__Seitenausschnitt__.
****************************************
Dass es bei Zweibeinern, ähnlich wie in der Tierwelt, tatsächlich verschiedene Chronotypen gibt, wissen die Biologen mit Gewissheit erst seit wenigen Jahren. Die sogenannten Lerchen sind frühaktiv und werden am Abend rasch müde. "Eulen" hingegen gehen erst spät ins Bett und kommen am nächsten Tag nur schwer aus den Federn.

Hinweise über die Verteilung der Chronotypen in der Bevölkerung lieferten bislang Fragebögen, in denen Probanden ihren Tagesablauf schilderten. Nun lässt sich die Trennung der Menschheit in Frühaufsteher und Langschläfer auch durch einen simplen Hauttest beweisen.

Einem Team um den Chronobiologen Achim Kramer von der Berliner Charité ist es gelungen, im Zelllabor die Aktivität genau jener Gene zu messen, welche die innere Uhr steuern. Bei Säugern wie dem Menschen schwingen solche körpereigenen Zeitgeber in fast allen Zellen. Sie liefern den Takt für die Ausschüttung der Hormone, für das Timing von Stoffwechselprozessen oder für das Schlaf-wach-Verhalten.

 

Justiert werden die Zelluhren von einer "Masteruhr" im Gehirn, die wiederum über das Sonnenlicht gestellt wird. Wie der Dirigent eines Orchesters gibt der zentrale Taktgeber die Signale an die peripheren Uhren in den Zellen weiter.

Bei ihrem Test entnahmen die Berliner Forscher 28 Freiwilligen, darunter 11 Frühaufsteher und 17 Langschläfer, zwei Millimeter große Hautplättchen und vermehrten die Bindegewebszellen im Labor. Das Ticken der darin enthaltenen Uhrgene beobachteten die Chronobiologen mit Hilfe eines Tricks: Sie schleusten einen biochemischen "Reporter" ein, der die Aktivität der Taktgeber nach außen sichtbar machte. Es handelte sich dabei um ein Glühwürmchenenzym, das immer dann für eine Leuchtreaktion sorgte, wenn die genetischen Zeitgeber aktiv waren.
****************************************
__Gespeicherte Einträge aus einer Sammlung__.

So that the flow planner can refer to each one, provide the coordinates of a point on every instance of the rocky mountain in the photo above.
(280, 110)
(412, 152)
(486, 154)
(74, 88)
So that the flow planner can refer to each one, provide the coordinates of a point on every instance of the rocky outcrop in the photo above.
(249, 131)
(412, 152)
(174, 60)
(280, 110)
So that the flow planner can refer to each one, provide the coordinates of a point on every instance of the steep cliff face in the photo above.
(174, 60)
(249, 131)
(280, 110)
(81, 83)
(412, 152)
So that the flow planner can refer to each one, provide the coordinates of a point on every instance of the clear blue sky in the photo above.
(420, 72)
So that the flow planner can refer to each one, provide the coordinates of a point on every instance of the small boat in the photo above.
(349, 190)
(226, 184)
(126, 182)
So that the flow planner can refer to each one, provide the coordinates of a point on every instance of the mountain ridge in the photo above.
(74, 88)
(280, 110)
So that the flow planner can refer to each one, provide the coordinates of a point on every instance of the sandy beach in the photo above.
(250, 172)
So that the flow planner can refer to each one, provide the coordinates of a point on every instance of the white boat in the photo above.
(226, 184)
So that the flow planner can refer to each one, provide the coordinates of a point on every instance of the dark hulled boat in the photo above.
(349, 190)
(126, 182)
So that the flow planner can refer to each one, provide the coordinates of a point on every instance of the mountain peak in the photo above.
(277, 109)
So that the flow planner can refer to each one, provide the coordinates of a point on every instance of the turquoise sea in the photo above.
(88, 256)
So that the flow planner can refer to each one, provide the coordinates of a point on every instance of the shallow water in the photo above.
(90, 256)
****************************************
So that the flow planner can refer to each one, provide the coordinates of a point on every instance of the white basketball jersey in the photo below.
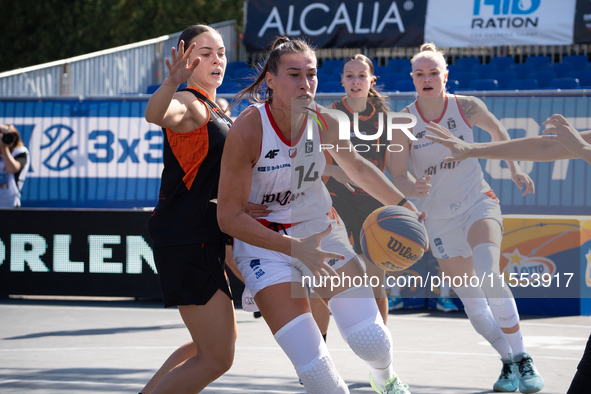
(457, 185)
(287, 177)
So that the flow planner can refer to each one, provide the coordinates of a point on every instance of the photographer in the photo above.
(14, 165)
****************************************
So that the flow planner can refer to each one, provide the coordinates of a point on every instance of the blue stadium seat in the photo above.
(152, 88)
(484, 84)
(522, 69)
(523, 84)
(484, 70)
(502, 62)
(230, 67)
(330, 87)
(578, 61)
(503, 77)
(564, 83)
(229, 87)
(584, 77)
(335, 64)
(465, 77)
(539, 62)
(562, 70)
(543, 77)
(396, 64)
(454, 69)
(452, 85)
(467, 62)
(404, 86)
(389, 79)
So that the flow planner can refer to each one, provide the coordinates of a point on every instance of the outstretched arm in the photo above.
****************************************
__Ihre Aufgaben__.
- A) Fassen Sie im Text über Chronotypen den Absatz, der mit „Bei ihrem Test entnahmen“ beginnt, als knappe Stichpunktliste zusammen und bewahren Sie dabei seine wesentlichen Fakten.
- B) Führen Sie den Text über Chronotypen im Anschluss an den letzten Satz über die Leuchtreaktion des Glühwürmchenenzyms weiter.
Die Datensätze stammen aus einer anderen Quelle als der Text.

__Ergebnisse je Aufgabe__.
- A)
- Die Berliner Forscher entnahmen 28 Freiwilligen, darunter 11 Frühaufstehern und 17 Langschläfern, zwei Millimeter große Hautplättchen.
- Die Bindegewebszellen daraus vermehrten sie im Labor.
- Um das Ticken der Uhrgene zu beobachten, schleusten die Chronobiologen einen biochemischen „Reporter“ ein, der die Aktivität der Taktgeber sichtbar machte.
- Dieser Reporter war ein Glühwürmchenenzym, das immer dann eine Leuchtreaktion auslöste, wenn die genetischen Zeitgeber aktiv waren.

- B)
Das faszinierende Ergebnis: Bei Eulen tickt die innere Uhr deutlich langsamer als normal; ein Auf-und-ab-Zyklus der Genaktivität ist in manchen Fällen jeweils erst nach 25 Stunden beendet und nicht schon nach 24 Stunden. Die Konsequenzen sind ähnlich wie bei einer Armbanduhr, die zu langsam geht - der Träger kommt stets und zu allem zu spät.

Bei Lerchen dagegen läuft die innere Uhr zu schnell, der Genrhythmus ist mitunter schon nach 23 Stunden abgeschlossen - sie werden am Abend schnell müde und wachen beim ersten Morgengrauen auf. An der Aussagekraft der Untersuchung gibt es laut Kramer nichts zu deuteln: "Obwohl die Proben anonymisiert waren, konnten wir allein am Verlauf der Laborkurven erkennen, ob es sich um einen Frühaufsteher oder einen Langschläfer handelt."

Molekularbiologisch scheint damit endlich bewiesen, dass Lerchen und Eulen nicht anders können, selbst wenn sie wollten: "Der Unterschied steckt in den Genen, die Chronotypen sind angeboren", konstatiert Kramer. "Ein Spättyp kann seine innere Uhr weder durch Lichttherapie noch durch die Gabe von Melatonin so umpolen, dass aus ihm plötzlich ein Morgenmensch wird."

Die Auswirkungen des schlecht justierten Zeitgebers ziehen sich oft durchs ganze Leben. Rund ein Viertel aller Deutschen, so schätzen Chronobiologen, sind entweder ausgeprägte Früh- oder Spättypen.

Vor allem die Eulen unter ihnen leben im permanenten "sozialen Jetlag": Wenn sie vom Wecker früh am Morgen aus ihrer gerade erst begonnenen Nachtruhe gerissen werden, häufen sie mit jedem neuen Werktag ein immer größeres Schlafdefizit an. "Es kommt zu einem beträchtlichen Schlafmangel, der dann am Wochenende ausgeglichen werden muss", erklärt Till Roenneberg, Chronobiologe an der Ludwig-Maximilians-Universität München.

Aber auch Lerchen können unter dem Konflikt zwischen innerer Uhr und gesellschaftlich vorgegebener Zeit leiden - beispielsweise dann, wenn sie am Wochenende dem Druck ihrer Eulen-Freunde nachgeben, viel zu spät ins Bett gehen und dennoch am Morgen zur gewohnt frühen Zeit aufwachen.

Bei den extremen Chronotypen leidet mitunter auch die Gesundheit. Wer dauernd im Widerstreit mit seiner biologischen Uhr lebt, ist anfälliger für organische Erkrankungen, wie Untersuchungen an Schichtarbeitern oder Flugbegleitern gezeigt haben. Opfer des chronischen sozialen Jetlags greifen außerdem häufiger zu Nikotin und Alkohol.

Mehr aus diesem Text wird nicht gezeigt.